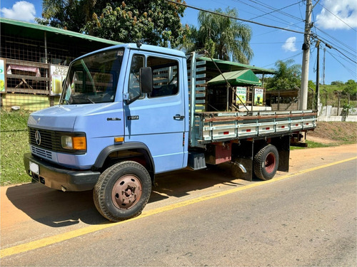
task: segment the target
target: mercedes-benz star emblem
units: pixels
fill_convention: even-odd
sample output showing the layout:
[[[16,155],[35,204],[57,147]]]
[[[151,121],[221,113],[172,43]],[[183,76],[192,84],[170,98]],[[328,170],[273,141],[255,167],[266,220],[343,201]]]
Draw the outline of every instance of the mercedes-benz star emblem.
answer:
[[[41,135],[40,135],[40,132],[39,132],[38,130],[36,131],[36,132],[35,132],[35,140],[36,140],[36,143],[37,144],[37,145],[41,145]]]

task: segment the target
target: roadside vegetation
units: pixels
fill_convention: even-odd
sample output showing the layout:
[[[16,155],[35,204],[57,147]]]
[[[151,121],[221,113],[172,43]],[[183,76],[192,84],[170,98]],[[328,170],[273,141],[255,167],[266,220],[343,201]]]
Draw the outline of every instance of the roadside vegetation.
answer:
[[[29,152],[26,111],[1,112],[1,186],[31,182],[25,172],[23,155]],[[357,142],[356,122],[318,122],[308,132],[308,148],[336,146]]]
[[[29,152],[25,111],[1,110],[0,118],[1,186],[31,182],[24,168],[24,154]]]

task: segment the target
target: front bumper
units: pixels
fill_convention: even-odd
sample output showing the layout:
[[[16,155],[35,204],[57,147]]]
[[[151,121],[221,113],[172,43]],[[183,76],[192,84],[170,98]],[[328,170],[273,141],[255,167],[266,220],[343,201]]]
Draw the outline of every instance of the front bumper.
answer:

Task to complete =
The data should be printed again unchanged; leave its pictures out.

Answer for this exercise =
task: segment the target
target: mercedes-benz star emblem
units: pixels
fill_convention: even-odd
sample output showing the layout:
[[[16,155],[35,204],[57,147]]]
[[[151,121],[221,113],[172,43]],[[183,76],[192,84],[170,98]],[[328,170],[273,141],[255,167],[266,220],[343,201]]]
Draw the outline of every instance of the mercedes-benz star emblem.
answer:
[[[41,135],[40,135],[40,132],[39,132],[38,130],[36,131],[36,132],[35,132],[35,140],[36,140],[36,143],[37,144],[37,145],[41,145]]]

task: segment the target
target: roadside vegetation
units: pixels
fill_convention: even-odd
sample output showing the layout:
[[[16,155],[35,204],[57,147]]]
[[[151,121],[221,113],[172,43]],[[183,76],[192,84],[170,98]],[[328,170],[273,141],[255,167],[266,220],[343,201]]]
Draw the outline of every instance of the roadside vegetation.
answer:
[[[29,152],[26,111],[1,112],[1,186],[31,182],[25,172],[23,155]],[[357,142],[356,122],[318,122],[308,132],[308,148],[336,146]]]
[[[29,152],[25,111],[1,110],[0,118],[1,186],[31,182],[24,168],[24,154]]]

task: segment the target
target: front bumper
units: pixels
fill_convention: even-odd
sample output showing the layout:
[[[16,155],[35,204],[57,147]]]
[[[151,121],[221,113],[172,43]],[[183,76],[192,84],[170,98]],[[328,170],[273,141],[255,167],[266,220],[343,201]]]
Draw the outline of every instance of the front bumper.
answer:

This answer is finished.